> BRIEF
Copy the records from their beginning through the line containing "706,177,740,206", including that line, and substitute "open-set" for "open-vocabulary" while keeping everything else the same. Leave the pictures out.

> STORED ROWS

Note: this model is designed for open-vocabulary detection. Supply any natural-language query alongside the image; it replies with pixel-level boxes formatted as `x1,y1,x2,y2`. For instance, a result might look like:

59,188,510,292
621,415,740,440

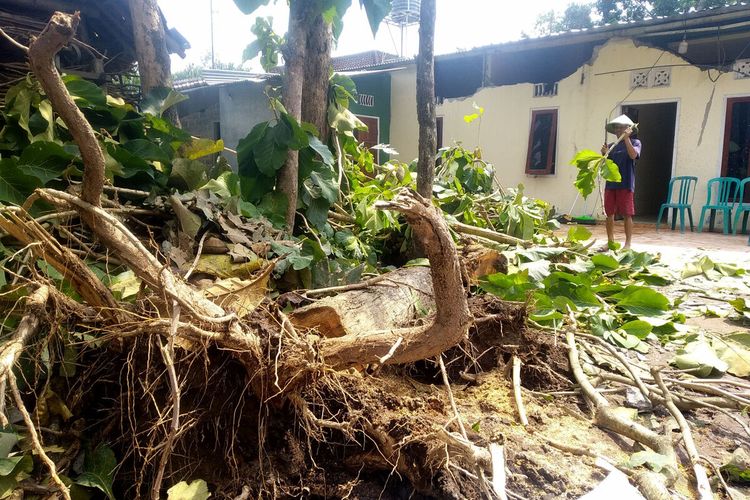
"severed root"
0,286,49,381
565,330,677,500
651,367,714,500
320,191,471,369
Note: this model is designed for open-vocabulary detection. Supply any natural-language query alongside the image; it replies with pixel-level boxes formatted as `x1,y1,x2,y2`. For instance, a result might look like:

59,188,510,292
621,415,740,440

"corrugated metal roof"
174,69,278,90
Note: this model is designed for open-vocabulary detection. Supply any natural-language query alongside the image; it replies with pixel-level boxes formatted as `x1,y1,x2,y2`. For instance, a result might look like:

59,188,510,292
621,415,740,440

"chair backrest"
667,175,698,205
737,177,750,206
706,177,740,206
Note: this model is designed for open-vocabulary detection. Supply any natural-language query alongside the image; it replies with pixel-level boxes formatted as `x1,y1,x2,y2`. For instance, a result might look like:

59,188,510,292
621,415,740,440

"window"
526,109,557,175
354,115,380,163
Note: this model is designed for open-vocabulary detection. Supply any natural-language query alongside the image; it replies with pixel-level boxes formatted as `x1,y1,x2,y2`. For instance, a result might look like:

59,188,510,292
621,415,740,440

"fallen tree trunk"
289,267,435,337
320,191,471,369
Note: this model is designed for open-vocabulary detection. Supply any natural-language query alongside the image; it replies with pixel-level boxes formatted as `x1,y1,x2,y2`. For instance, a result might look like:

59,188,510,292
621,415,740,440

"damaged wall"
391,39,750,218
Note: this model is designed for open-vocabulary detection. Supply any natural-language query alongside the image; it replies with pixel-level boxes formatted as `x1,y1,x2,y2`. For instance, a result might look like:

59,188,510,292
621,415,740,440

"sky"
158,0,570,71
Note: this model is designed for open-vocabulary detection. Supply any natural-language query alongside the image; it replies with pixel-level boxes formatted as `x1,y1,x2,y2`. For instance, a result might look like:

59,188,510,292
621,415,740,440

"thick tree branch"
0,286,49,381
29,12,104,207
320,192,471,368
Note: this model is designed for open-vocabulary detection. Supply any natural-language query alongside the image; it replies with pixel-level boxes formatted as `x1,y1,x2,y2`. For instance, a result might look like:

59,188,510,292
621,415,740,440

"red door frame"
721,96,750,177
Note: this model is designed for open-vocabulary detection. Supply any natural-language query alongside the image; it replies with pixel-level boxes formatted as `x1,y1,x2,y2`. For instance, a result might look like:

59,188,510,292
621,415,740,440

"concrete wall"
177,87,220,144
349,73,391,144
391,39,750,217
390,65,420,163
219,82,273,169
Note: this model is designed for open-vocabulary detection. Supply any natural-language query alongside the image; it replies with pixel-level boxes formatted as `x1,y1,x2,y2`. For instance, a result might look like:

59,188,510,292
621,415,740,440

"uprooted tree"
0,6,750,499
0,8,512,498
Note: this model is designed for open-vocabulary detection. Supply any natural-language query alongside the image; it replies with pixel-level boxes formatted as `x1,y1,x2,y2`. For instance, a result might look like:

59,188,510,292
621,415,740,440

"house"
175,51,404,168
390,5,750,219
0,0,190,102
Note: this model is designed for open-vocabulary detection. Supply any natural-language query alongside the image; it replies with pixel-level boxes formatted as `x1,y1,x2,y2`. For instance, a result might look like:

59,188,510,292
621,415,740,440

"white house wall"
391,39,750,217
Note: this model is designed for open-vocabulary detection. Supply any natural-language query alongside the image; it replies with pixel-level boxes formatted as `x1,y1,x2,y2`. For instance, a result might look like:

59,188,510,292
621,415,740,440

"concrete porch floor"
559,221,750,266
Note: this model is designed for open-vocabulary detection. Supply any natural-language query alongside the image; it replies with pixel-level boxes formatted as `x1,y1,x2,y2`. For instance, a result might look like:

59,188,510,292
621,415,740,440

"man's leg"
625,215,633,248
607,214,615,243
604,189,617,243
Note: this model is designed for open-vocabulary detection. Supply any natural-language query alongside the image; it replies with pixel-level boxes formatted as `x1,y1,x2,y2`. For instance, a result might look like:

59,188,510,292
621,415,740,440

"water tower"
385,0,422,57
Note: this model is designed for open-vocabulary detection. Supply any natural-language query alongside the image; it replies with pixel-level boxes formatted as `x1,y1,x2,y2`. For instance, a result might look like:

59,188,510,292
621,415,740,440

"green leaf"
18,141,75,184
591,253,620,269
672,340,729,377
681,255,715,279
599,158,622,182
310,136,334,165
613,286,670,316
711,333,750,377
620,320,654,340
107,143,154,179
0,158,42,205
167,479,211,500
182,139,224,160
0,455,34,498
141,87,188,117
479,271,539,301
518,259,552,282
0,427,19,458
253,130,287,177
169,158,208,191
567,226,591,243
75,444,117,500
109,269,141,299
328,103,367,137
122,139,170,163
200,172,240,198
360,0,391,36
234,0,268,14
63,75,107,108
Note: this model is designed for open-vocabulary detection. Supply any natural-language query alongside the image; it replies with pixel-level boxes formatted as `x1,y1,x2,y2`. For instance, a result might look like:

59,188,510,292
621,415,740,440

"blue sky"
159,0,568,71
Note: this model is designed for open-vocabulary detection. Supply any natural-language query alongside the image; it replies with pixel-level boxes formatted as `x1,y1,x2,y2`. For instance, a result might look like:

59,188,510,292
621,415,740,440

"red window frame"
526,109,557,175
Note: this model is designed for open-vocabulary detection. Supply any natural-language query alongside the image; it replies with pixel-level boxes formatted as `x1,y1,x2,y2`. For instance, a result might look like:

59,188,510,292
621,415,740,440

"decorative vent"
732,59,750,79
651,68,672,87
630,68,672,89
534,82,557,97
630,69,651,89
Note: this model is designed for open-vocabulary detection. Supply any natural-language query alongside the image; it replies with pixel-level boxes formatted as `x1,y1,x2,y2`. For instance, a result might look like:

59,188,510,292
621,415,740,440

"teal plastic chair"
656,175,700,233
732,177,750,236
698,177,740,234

> EXERCISE SOLUTION
Note: this model is designed for open-set detection. Supply any natural-language query alongside the image; it replies with pixel-level boxes formatted as `x1,y1,x2,y2`. For instance, a result might look like:

59,188,510,292
621,415,740,440

"severed root"
0,286,49,381
565,330,677,500
651,367,714,500
320,191,471,369
Note: this model is designed for open-set detection. Supply any natural-language query alongside the image; it replies with pixel-level boxes formatted as `x1,y1,x2,y2`. For instance, a result might look like:

59,188,510,292
621,415,740,440

"corrugated metal roof"
174,69,278,90
Note: this model is designed for open-set detection. Supply any natural-language query alongside the image; it replies with pixel-level boxes formatted as `x1,y1,x2,y2`. For instance, a result might look like:

59,188,510,292
621,415,740,440

"chair backrest"
667,175,698,205
737,177,750,206
706,177,740,206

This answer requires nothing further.